:: Exercise task 1 ::
Determine how many lines of the entries below contain the string "beak", counting only matches in that exact case, and give the number alone.

:: Extract to read ::
────────

A review of the group's business, development and prospects can be found in the chairman's statement. The financial management objectives and policies can be found in the strategic report.

 

Dividend

The directors do not propose to pay a final dividend in respect of the year ended 31 March 2017 (2016: £Nil).

 

Change in fixed assets

A summary of the changes in property, plant and equipment is given in note 13 to the accounts.

 

A summary of the changes in investments in subsidiary undertakings is given in note 14 to the accounts.

 

In the directors' opinion, at 31 March 2017, the market value of leasehold land and buildings was not less than £24,000,000 and the market value of freehold land and buildings was not significantly higher than the carrying amount.

 

Investment in own shares

On 21 September 2016, the company issued 10,863 ordinary shares of 10 pence to the directors in lieu of fees payable of £14,340 and on 14 March 2017, the company issued 8,419 ordinary shares of 10 pence to the directors in lieu of fees payable of £11,113. The company retains as treasury shares 685,229 shares of 10 pence at a cost of £904,502 (2016: 704,511 shares of 10 pence at a cost of £929,955).

 

Directors

The board of directors on 31 March 2017 consisted of Charles Bailey, Sir William McAlpine, David Wilkinson and Christopher Fielding. The director retiring by rotation and offering himself for re-election is Sir William McAlpine. No director had, in the financial year to 31 March 2017, a material interest in any contract to which the company or a subsidiary undertaking was a party.

 

Charles Bailey is the only executive director. The non-executive directors are Sir William McAlpine, David Wilkinson and Christopher Fielding.

 

The directors had the following interests in the company's issued ordinary share capital:

 

 2 August 201731 March 2017 31 March 2016
Charles Bailey

5,347,286

5,347,286 5,277,686
Sir William McAlpine, Bt.

────────

:: Extracted information ::
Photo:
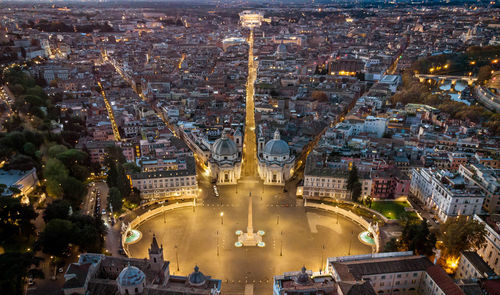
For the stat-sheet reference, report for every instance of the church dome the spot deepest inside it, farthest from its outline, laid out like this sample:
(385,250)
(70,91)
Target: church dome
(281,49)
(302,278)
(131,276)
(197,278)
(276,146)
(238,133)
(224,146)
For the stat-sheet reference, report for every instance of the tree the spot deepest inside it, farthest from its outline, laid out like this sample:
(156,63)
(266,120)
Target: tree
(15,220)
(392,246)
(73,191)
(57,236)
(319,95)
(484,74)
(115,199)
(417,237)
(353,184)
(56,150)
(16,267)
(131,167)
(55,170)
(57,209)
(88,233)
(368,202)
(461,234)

────────

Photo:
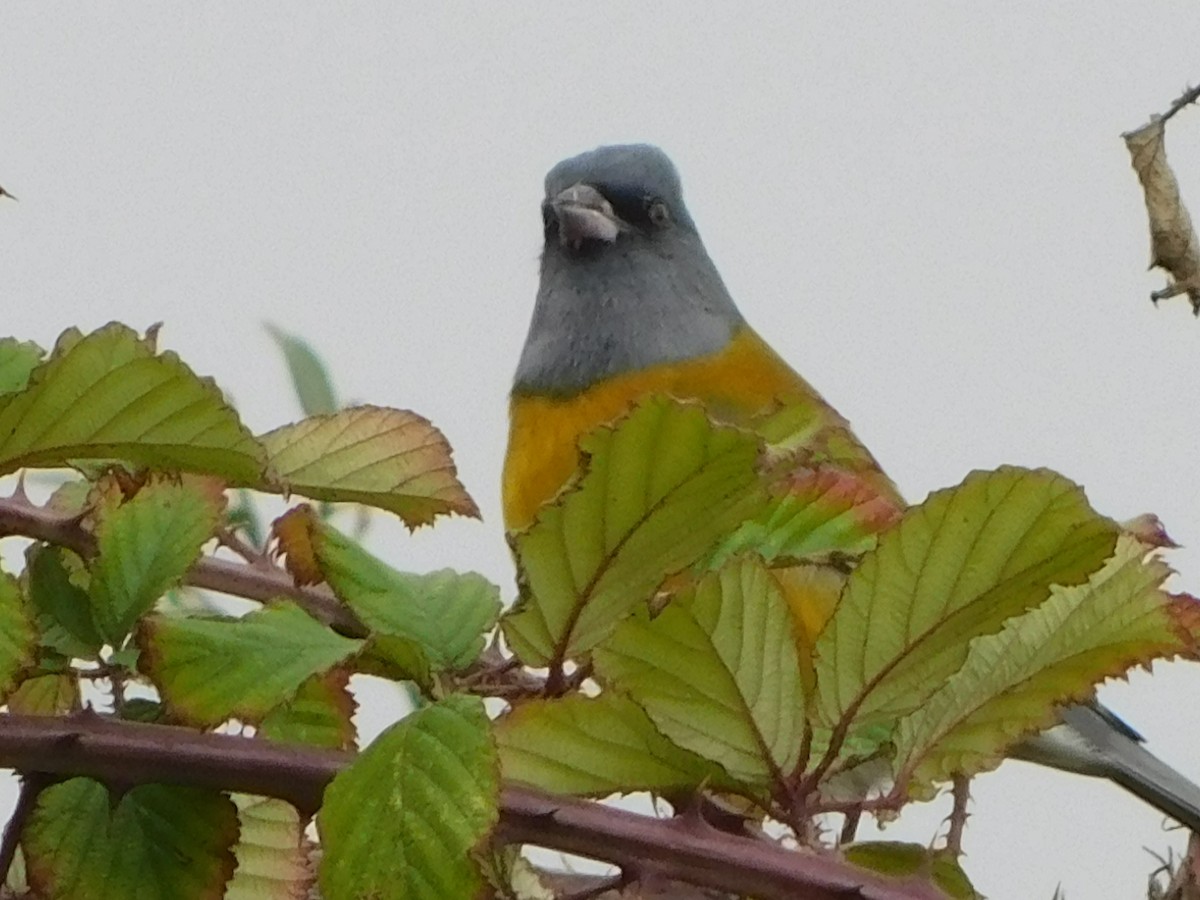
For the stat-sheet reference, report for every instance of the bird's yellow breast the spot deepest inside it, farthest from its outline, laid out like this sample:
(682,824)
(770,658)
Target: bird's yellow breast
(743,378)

────────

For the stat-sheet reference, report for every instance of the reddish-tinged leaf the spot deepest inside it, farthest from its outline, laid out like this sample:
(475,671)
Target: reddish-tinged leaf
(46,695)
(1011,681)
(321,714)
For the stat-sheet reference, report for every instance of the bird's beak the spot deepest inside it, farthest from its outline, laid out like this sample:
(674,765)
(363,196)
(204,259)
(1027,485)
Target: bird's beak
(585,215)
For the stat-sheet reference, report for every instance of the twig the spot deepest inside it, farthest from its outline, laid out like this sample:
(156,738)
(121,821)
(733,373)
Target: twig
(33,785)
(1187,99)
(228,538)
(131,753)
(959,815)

────────

:: Exercise task 2 ::
Name every director of the company listed in the report extract above.

:: Correct output 1 ::
2

:: Correct output 2 ::
Charles Bailey, Sir William McAlpine, David Wilkinson, Christopher Fielding